▶ _EXERCISE BRIEF_
Turn every one of the lines below into a Markdown table with two columns, Row and Line. Number the rows and leave out any blank lines.
▶
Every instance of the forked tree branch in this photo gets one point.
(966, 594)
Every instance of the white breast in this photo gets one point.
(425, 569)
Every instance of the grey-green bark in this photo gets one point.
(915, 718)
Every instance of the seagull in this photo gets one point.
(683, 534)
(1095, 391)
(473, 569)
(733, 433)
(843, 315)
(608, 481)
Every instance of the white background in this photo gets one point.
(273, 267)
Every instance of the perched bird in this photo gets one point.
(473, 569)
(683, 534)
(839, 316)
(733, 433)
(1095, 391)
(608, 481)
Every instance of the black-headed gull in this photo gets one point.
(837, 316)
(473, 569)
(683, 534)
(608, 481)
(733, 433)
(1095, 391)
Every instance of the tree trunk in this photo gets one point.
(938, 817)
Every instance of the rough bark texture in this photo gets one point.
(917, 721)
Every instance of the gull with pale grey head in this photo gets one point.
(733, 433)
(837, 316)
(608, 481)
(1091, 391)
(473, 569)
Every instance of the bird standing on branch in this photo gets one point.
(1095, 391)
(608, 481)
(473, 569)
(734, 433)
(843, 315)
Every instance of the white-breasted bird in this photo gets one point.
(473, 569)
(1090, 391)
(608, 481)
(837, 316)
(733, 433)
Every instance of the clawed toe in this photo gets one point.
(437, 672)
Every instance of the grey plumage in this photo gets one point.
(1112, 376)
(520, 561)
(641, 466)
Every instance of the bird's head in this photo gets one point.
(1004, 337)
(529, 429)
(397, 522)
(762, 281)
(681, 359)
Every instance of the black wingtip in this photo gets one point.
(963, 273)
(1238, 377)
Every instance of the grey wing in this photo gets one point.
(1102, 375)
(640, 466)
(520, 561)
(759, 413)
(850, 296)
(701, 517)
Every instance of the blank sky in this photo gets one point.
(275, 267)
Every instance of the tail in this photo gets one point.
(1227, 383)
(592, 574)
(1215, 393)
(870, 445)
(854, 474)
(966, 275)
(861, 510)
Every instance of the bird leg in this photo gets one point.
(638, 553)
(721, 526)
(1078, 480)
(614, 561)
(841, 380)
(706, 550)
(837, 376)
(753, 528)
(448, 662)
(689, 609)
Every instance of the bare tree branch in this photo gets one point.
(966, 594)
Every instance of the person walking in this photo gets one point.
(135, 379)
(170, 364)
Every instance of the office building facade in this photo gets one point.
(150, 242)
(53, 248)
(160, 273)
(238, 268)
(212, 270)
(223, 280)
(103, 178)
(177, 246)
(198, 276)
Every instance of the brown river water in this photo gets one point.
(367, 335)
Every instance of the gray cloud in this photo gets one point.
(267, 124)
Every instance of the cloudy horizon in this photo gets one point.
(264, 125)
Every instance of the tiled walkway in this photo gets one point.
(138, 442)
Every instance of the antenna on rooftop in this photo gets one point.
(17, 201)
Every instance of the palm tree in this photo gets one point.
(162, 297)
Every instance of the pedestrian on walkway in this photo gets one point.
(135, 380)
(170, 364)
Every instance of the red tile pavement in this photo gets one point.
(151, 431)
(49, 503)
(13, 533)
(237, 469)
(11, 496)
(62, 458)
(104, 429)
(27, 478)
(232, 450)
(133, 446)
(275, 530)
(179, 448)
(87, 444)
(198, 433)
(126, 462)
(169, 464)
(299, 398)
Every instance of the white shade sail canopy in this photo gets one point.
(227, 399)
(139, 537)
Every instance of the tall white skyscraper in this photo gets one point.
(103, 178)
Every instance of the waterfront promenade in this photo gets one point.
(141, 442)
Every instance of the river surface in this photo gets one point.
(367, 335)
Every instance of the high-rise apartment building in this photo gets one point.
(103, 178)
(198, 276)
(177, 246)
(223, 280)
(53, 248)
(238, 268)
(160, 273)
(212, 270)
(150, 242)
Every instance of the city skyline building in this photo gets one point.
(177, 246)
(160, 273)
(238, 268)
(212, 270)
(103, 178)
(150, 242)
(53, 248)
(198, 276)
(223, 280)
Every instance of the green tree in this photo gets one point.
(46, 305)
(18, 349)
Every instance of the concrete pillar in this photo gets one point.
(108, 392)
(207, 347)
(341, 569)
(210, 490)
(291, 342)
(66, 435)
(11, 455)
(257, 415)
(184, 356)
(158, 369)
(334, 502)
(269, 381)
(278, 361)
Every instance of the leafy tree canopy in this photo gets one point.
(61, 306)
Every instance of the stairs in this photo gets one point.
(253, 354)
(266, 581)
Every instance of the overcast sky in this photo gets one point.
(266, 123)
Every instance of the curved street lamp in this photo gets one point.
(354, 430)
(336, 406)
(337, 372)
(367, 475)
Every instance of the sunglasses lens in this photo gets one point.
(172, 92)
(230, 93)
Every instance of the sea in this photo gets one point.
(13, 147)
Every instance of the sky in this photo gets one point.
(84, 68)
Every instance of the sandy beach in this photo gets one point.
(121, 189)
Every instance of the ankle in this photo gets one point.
◀
▶ _ANSWER FOR THE TASK_
| Row | Line |
|---|---|
| 1 | Every instance of the forked tree branch in this photo gets one point. |
| 2 | (966, 594) |
| 3 | Every instance of the white breast in this photo gets one point. |
| 4 | (425, 569) |
| 5 | Every instance of the grey-green bark in this photo gets one point. |
| 6 | (915, 718) |
| 7 | Every instance of the seagull in this photo gets one point. |
| 8 | (683, 534) |
| 9 | (1095, 391) |
| 10 | (473, 569) |
| 11 | (733, 433) |
| 12 | (843, 315) |
| 13 | (608, 481) |
| 14 | Every instance of the white background in this photo gets one point. |
| 15 | (273, 267) |
| 16 | Every instance of the perched bird in this photo gets one point. |
| 17 | (473, 569) |
| 18 | (683, 534) |
| 19 | (839, 316) |
| 20 | (733, 433) |
| 21 | (1095, 391) |
| 22 | (608, 481) |
| 23 | Every instance of the black-headed gull in this photo gets one point. |
| 24 | (837, 316) |
| 25 | (473, 569) |
| 26 | (683, 534) |
| 27 | (608, 481) |
| 28 | (733, 433) |
| 29 | (1095, 391) |
| 30 | Every instance of the tree trunk in this photo gets one point. |
| 31 | (938, 817) |
| 32 | Every instance of the rough bark texture in this photo gets one point. |
| 33 | (917, 721) |
| 34 | Every instance of the gull with pale grey head in this photo gets one point. |
| 35 | (733, 433) |
| 36 | (837, 316) |
| 37 | (608, 481) |
| 38 | (1091, 391) |
| 39 | (473, 569) |
| 40 | Every instance of the bird standing on branch in this photo gets one point. |
| 41 | (1095, 391) |
| 42 | (608, 481) |
| 43 | (473, 569) |
| 44 | (734, 433) |
| 45 | (843, 315) |
| 46 | Every instance of the white-breasted bird in this photo gets one point. |
| 47 | (473, 569) |
| 48 | (1090, 391) |
| 49 | (608, 481) |
| 50 | (837, 316) |
| 51 | (733, 433) |
| 52 | Every instance of the clawed toe in this photo gets one point. |
| 53 | (437, 672) |
| 54 | Every instance of the grey plumage in this photo gets one point. |
| 55 | (1112, 376) |
| 56 | (520, 561) |
| 57 | (641, 466) |
| 58 | Every instance of the bird's head in this photo gets one point. |
| 59 | (1004, 337) |
| 60 | (529, 429) |
| 61 | (397, 522) |
| 62 | (762, 281) |
| 63 | (681, 359) |
| 64 | Every instance of the black wingtip in this photo gets one point. |
| 65 | (963, 273) |
| 66 | (1238, 377) |
| 67 | Every instance of the grey wing in this photo gets one point. |
| 68 | (1102, 375) |
| 69 | (640, 466) |
| 70 | (520, 561) |
| 71 | (759, 413) |
| 72 | (850, 296) |
| 73 | (701, 517) |
| 74 | Every instance of the blank sky in this photo gets one point. |
| 75 | (275, 267) |
| 76 | Every instance of the tail in this photo gets one point. |
| 77 | (1227, 383) |
| 78 | (592, 574) |
| 79 | (1215, 393) |
| 80 | (870, 445) |
| 81 | (854, 474) |
| 82 | (966, 275) |
| 83 | (861, 510) |
| 84 | Every instance of the bird leg in this photo gets one point. |
| 85 | (638, 553) |
| 86 | (721, 526) |
| 87 | (1078, 480) |
| 88 | (614, 561) |
| 89 | (841, 380) |
| 90 | (706, 550) |
| 91 | (837, 376) |
| 92 | (753, 528) |
| 93 | (448, 662) |
| 94 | (689, 609) |
| 95 | Every instance of the bare tree branch in this photo gets one point. |
| 96 | (966, 594) |
| 97 | Every instance of the person walking in this photo gets one point. |
| 98 | (135, 379) |
| 99 | (170, 364) |
| 100 | Every instance of the office building facade in this photo gets one point. |
| 101 | (150, 242) |
| 102 | (53, 248) |
| 103 | (160, 273) |
| 104 | (238, 268) |
| 105 | (212, 270) |
| 106 | (223, 280) |
| 107 | (103, 178) |
| 108 | (177, 246) |
| 109 | (198, 276) |
| 110 | Every instance of the brown river water in this photo gets one point. |
| 111 | (367, 335) |
| 112 | Every instance of the gray cloud in this photo gets one point. |
| 113 | (267, 124) |
| 114 | Every instance of the cloudy horizon in this photo gets one point. |
| 115 | (264, 125) |
| 116 | Every instance of the tiled walkway in this photo gets one point. |
| 117 | (138, 442) |
| 118 | Every instance of the antenna on rooftop in this photo gets one point. |
| 119 | (17, 201) |
| 120 | Every instance of the palm tree in this photo gets one point. |
| 121 | (162, 297) |
| 122 | Every instance of the pedestrian on walkway in this photo gets one point. |
| 123 | (135, 380) |
| 124 | (170, 364) |
| 125 | Every instance of the red tile pavement in this photo gets one point. |
| 126 | (151, 431) |
| 127 | (49, 503) |
| 128 | (13, 533) |
| 129 | (237, 469) |
| 130 | (11, 496) |
| 131 | (62, 458) |
| 132 | (104, 429) |
| 133 | (27, 478) |
| 134 | (232, 450) |
| 135 | (133, 446) |
| 136 | (275, 530) |
| 137 | (179, 448) |
| 138 | (87, 444) |
| 139 | (198, 433) |
| 140 | (126, 462) |
| 141 | (169, 464) |
| 142 | (299, 398) |
| 143 | Every instance of the white shade sail canopy in this photo gets one point. |
| 144 | (227, 399) |
| 145 | (139, 537) |
| 146 | Every instance of the tall white skyscraper in this photo gets one point. |
| 147 | (103, 178) |
| 148 | Every instance of the waterfront promenade in this photo gets one point. |
| 149 | (141, 442) |
| 150 | Every instance of the river surface in this photo gets one point. |
| 151 | (367, 335) |
| 152 | Every instance of the high-rise apartment building in this photo gets one point. |
| 153 | (103, 178) |
| 154 | (198, 276) |
| 155 | (177, 246) |
| 156 | (223, 280) |
| 157 | (53, 248) |
| 158 | (238, 268) |
| 159 | (160, 273) |
| 160 | (212, 270) |
| 161 | (150, 242) |
| 162 | Every instance of the city skyline building in this photo gets one point. |
| 163 | (177, 246) |
| 164 | (160, 273) |
| 165 | (238, 268) |
| 166 | (212, 270) |
| 167 | (103, 178) |
| 168 | (150, 242) |
| 169 | (53, 248) |
| 170 | (198, 276) |
| 171 | (223, 280) |
| 172 | Every instance of the green tree in this photo gets one point. |
| 173 | (46, 305) |
| 174 | (18, 349) |
| 175 | Every instance of the concrete pillar in this photo gets one point. |
| 176 | (108, 392) |
| 177 | (207, 347) |
| 178 | (341, 569) |
| 179 | (210, 490) |
| 180 | (291, 342) |
| 181 | (66, 435) |
| 182 | (11, 455) |
| 183 | (257, 415) |
| 184 | (184, 356) |
| 185 | (158, 369) |
| 186 | (334, 502) |
| 187 | (269, 381) |
| 188 | (278, 361) |
| 189 | Every instance of the leafy tree canopy in this photo gets one point. |
| 190 | (61, 306) |
| 191 | Every instance of the stairs in this photo gets one point. |
| 192 | (253, 354) |
| 193 | (266, 581) |
| 194 | Every instance of the overcast sky in this photo gets one point. |
| 195 | (266, 123) |
| 196 | Every instance of the curved street lamp in this photo gets one point. |
| 197 | (354, 430) |
| 198 | (336, 406) |
| 199 | (337, 372) |
| 200 | (367, 475) |
| 201 | Every instance of the sunglasses lens in this photo gets one point. |
| 202 | (172, 92) |
| 203 | (230, 93) |
| 204 | Every instance of the sea in this photo gets one point. |
| 205 | (13, 147) |
| 206 | Every instance of the sky in this photo gets one point. |
| 207 | (84, 68) |
| 208 | Every instance of the sandy beach in this photo gets one point. |
| 209 | (121, 189) |
| 210 | Every instance of the ankle in this photo gets one point. |